**Exercises to complete:**
A. According to the WikiDL description, which dumps is the tool currently focused on downloading?
B. Please pick up the WikiDL description after its definition of EHD and continue it in the same style.

Download Wikipedia data dumps with swift, simple, and scalable

Say goodbye to the hassle of downloading Wikipedia data dumps at scale.

What is WikiDL?

WikiDL is a CLI downloader (also have Python version) for downloading wikipedia data dump (mainly coming from Wikimedia). The tool is designed for researchers to quickly and conveniently stay up to date with latest Wikipedia content, which is less possible to be seen by recent LLMs. It is important because a previously-seen data could drastically affect the experiment result. WikiDL just makes it as easy as possible, and lay into Slurm perfectly.

Source of Data

In current WikiDL, the download source is Wikimedia Dumps. You are able to specify the route (e.g. a mirror), but those third-party sources will not be officially supported.

WikiDL can theoretically cover all types of downloads, but currently we are focusing on downloading the latest article dump (LAD), and edit history dump (EHD).

LAD: Latest revision of all articles existing towards the snapshot date.
EHD: All revisions (since very beginning) of all articles existing towards the snapshot date.

**The data:**
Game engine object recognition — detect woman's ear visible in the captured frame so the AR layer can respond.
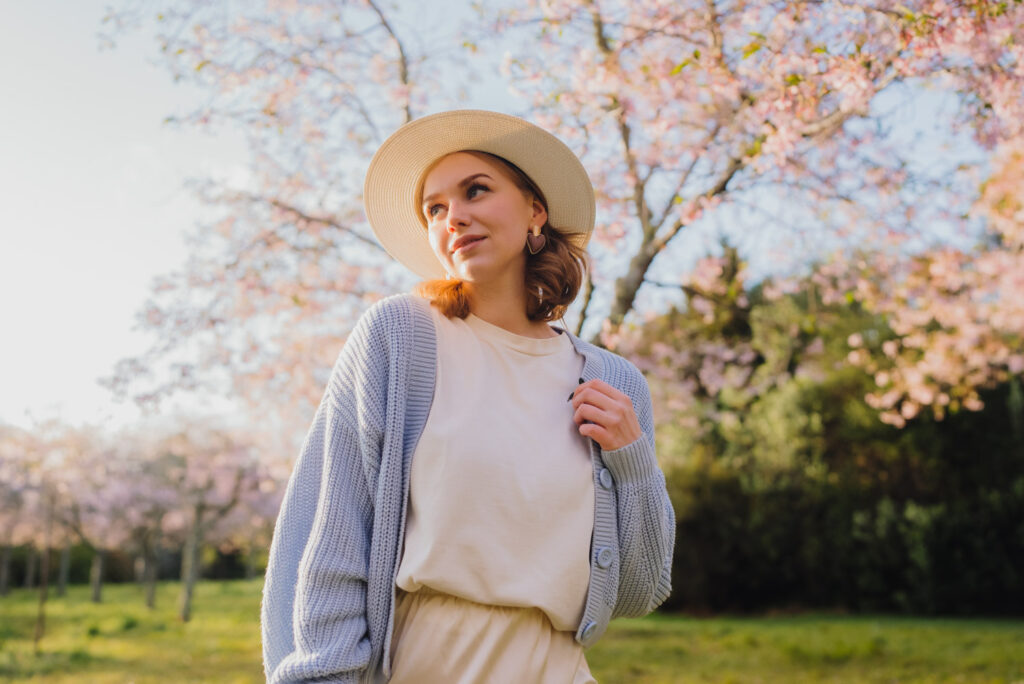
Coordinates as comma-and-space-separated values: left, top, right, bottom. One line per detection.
529, 200, 548, 228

**Replies:**
A. The latest article dump (LAD) and the edit history dump (EHD).

B.
Key Features

Slurm-friendly

The design of WikiDL is researcher-oriented. That means, we are considering use cases of researchers first. Slurm is the most common use case where WikiDL will be used, so we have made it more friendly and more easily to be used within the environment of Slurm. Such that:

We do not use progress bar, as Slurm output shows progress bar brokenly.
We try our best to decrease the complexity of setting up WikiDL, as we understand it is not easy to configure and change things with Slurm scheduler.
We provide example files for you that you can just copy, paste, and run without problem.

Resume Download

We support file-level resuming. When you are trying to download a huge batch of files, we can keep track of what files are already downloaded, and do not re-download them again. We currently don't support resuming from a half-downloaded file, but we will consider it in the future.